-- WORK ORDER --
Repeat every record exactly.

-- INPUT DATA --
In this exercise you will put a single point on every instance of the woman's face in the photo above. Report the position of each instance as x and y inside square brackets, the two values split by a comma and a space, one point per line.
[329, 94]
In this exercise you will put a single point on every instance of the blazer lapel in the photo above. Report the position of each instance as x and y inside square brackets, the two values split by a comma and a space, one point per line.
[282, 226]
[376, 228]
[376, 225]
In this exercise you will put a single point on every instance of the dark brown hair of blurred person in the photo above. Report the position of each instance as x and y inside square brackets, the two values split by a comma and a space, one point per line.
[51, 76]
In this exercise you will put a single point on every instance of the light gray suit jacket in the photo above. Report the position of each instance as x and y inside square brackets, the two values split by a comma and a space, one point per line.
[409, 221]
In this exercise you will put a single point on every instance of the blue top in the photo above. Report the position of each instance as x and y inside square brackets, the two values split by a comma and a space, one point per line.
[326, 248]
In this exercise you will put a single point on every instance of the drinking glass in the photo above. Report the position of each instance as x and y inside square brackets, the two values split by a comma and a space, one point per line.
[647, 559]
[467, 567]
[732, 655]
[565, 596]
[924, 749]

-- TASK OUTPUT --
In this exercise you will put a single point on every instance of the woman's face in the photo above. Report the position of each instance as x and y inside square brackets, the two values split by a comma and a space, one point per line.
[329, 94]
In this exercise you will put a single point on every instance of the blazer lapel in the photo above. Report the position of each instance as x and y inside square brackets, the two values split by a comma and a space, one point per line.
[282, 226]
[376, 228]
[376, 225]
In this exercise you will put a single point on every instance of the dark brown hair of blurred person in the photo above. Report the position of each instance as x and y inside square brackets, the two values split by a comma and a space, one point per line.
[51, 76]
In this exercise you will put a single point on every instance of the light gray suit jacket in the photo above. Report the position of each instance as x and y inside square brackets, the two values split by a comma and a space, one point per line.
[409, 221]
In this exercise you will put a single point on every instance of the blue top in the photo above. Report the position of each instance as x and y inside square brackets, the two values split by a comma and a space, one point per line.
[326, 248]
In this exercise you will put a single point on every instance of the drinking glass in the photo above. Report the position of each instance as x and y inside square brackets, the two values split by a comma and a space, one point per line.
[647, 559]
[467, 567]
[732, 655]
[565, 596]
[924, 749]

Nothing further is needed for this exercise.